=== DATA ===

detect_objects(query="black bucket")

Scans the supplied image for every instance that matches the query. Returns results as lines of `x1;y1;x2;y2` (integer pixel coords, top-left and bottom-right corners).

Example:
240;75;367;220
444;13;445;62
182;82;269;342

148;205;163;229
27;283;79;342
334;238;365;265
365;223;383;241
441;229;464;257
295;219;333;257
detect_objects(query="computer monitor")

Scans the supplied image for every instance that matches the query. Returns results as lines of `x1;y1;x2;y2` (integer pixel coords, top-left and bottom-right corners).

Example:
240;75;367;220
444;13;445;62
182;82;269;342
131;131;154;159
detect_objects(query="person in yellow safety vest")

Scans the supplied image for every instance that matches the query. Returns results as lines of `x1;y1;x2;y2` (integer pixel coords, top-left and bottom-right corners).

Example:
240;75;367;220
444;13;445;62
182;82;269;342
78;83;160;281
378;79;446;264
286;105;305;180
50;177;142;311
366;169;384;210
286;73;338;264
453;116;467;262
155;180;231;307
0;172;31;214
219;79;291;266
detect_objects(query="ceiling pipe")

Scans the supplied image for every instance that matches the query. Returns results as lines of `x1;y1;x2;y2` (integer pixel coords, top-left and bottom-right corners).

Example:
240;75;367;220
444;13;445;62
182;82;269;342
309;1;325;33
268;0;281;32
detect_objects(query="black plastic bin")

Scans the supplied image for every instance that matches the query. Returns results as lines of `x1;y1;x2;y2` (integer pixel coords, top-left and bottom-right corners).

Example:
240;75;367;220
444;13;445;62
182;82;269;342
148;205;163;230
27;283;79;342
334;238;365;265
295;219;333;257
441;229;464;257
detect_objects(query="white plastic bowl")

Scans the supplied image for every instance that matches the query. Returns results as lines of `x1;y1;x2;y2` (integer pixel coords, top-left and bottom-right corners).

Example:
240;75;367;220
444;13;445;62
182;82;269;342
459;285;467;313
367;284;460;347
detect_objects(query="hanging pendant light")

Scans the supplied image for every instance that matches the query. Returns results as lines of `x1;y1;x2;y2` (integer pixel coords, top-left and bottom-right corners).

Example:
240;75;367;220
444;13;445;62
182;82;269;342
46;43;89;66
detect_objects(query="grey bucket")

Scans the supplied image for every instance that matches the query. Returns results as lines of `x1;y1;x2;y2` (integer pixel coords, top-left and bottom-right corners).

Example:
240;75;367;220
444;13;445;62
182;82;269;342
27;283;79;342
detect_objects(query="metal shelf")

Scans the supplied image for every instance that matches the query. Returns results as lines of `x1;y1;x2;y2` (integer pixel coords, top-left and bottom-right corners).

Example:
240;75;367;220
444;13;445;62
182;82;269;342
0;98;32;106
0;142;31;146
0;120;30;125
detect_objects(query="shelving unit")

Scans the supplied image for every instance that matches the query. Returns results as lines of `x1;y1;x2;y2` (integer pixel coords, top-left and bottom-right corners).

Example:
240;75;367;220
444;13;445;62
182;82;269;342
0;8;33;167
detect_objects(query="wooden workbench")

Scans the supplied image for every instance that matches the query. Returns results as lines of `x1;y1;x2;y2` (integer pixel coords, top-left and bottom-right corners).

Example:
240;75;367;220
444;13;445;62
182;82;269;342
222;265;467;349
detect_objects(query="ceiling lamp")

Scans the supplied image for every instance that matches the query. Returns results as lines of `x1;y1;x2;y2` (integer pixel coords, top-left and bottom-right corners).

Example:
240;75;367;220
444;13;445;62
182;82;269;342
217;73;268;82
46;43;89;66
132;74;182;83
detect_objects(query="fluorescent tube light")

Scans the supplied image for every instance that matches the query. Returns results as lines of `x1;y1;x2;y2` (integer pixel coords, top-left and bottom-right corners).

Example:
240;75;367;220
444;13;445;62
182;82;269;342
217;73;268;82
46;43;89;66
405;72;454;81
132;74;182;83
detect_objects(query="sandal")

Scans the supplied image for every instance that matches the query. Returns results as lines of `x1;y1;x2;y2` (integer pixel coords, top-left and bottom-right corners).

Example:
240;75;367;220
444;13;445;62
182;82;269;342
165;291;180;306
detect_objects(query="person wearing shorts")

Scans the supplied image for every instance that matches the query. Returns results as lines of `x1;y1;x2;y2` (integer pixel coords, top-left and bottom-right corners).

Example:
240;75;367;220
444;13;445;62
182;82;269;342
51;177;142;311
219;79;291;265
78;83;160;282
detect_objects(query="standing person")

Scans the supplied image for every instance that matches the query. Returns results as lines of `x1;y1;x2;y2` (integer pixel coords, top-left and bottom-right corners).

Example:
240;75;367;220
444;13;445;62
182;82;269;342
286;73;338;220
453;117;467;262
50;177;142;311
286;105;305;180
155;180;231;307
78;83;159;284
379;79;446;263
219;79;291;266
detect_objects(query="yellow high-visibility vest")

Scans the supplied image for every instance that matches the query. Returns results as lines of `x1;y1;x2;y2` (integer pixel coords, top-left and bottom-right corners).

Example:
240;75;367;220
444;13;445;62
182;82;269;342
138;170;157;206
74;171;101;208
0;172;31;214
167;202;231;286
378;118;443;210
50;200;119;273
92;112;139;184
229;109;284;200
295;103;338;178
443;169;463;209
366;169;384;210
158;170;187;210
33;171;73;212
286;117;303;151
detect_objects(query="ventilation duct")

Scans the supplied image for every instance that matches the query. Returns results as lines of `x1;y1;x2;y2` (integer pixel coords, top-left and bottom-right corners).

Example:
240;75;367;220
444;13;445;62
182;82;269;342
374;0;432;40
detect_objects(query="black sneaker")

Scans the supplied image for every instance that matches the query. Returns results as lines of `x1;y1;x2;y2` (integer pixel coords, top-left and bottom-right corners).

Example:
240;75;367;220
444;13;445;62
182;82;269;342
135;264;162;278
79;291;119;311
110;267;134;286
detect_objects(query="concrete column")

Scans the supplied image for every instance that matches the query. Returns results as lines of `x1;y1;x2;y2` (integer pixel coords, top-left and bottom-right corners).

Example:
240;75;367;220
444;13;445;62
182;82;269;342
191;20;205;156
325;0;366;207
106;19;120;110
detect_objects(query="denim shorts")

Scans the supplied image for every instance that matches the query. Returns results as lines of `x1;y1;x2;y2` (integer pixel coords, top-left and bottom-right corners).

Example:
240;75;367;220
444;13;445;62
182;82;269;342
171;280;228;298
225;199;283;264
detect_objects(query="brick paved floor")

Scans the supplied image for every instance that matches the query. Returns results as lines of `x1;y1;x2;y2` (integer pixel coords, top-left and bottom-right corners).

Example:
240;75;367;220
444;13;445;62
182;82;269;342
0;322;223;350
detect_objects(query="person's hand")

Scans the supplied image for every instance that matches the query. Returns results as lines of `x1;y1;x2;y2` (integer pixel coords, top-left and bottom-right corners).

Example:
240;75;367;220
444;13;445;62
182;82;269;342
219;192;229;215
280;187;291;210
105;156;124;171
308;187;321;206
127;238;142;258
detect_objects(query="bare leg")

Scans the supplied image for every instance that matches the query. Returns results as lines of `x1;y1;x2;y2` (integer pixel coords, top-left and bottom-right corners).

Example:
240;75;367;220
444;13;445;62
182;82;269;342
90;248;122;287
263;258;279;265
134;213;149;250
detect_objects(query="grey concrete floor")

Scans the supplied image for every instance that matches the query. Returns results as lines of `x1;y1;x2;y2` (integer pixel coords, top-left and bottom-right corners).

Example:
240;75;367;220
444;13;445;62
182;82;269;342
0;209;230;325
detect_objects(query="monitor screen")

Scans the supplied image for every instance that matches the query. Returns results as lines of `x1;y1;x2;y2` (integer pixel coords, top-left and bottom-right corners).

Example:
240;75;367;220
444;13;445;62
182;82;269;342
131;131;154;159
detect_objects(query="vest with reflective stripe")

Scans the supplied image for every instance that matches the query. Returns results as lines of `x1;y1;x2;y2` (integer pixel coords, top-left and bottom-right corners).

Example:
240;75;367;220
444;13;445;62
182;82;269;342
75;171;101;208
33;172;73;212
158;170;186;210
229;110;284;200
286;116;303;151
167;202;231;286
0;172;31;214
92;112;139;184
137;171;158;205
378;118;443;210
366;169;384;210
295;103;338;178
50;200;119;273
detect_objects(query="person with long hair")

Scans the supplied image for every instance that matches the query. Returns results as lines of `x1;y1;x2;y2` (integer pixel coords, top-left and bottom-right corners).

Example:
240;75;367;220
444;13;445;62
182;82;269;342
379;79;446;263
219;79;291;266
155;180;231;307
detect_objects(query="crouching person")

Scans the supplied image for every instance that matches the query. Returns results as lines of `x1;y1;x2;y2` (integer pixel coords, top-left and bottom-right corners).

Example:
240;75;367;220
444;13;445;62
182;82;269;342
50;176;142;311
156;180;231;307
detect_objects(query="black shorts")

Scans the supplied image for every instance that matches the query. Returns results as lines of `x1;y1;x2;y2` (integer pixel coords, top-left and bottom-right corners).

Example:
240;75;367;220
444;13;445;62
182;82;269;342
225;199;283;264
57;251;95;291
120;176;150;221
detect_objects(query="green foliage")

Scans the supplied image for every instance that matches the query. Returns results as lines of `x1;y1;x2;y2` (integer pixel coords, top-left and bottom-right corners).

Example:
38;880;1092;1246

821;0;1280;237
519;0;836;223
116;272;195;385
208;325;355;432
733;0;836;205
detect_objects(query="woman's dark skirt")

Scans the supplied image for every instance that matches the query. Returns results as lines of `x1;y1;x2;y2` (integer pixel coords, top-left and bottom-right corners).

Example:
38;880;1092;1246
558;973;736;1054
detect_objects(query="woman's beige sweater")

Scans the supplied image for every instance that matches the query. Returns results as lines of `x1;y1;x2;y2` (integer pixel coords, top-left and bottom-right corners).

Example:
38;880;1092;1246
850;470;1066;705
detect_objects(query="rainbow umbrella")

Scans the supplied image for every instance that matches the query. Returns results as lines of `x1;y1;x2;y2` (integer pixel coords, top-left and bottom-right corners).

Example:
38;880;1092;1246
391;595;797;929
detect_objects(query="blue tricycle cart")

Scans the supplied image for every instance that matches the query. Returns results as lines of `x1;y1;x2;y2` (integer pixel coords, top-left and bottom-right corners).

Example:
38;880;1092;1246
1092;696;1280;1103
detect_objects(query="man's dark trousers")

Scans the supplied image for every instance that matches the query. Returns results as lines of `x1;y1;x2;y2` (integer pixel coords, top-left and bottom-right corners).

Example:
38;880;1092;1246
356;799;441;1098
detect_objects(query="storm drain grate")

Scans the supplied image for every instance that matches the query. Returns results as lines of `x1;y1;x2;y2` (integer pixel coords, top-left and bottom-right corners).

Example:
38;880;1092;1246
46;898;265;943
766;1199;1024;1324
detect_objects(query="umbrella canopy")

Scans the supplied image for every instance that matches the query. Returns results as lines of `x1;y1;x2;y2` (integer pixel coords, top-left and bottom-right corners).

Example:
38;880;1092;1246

===

■ ABOUT THIS TASK ■
For every line above with the word "concrete" in it, make a copy.

■ RESPONSE TO THIS EXERCISE ■
detect_objects(query="concrete column")
detect_objects(query="grey concrete floor")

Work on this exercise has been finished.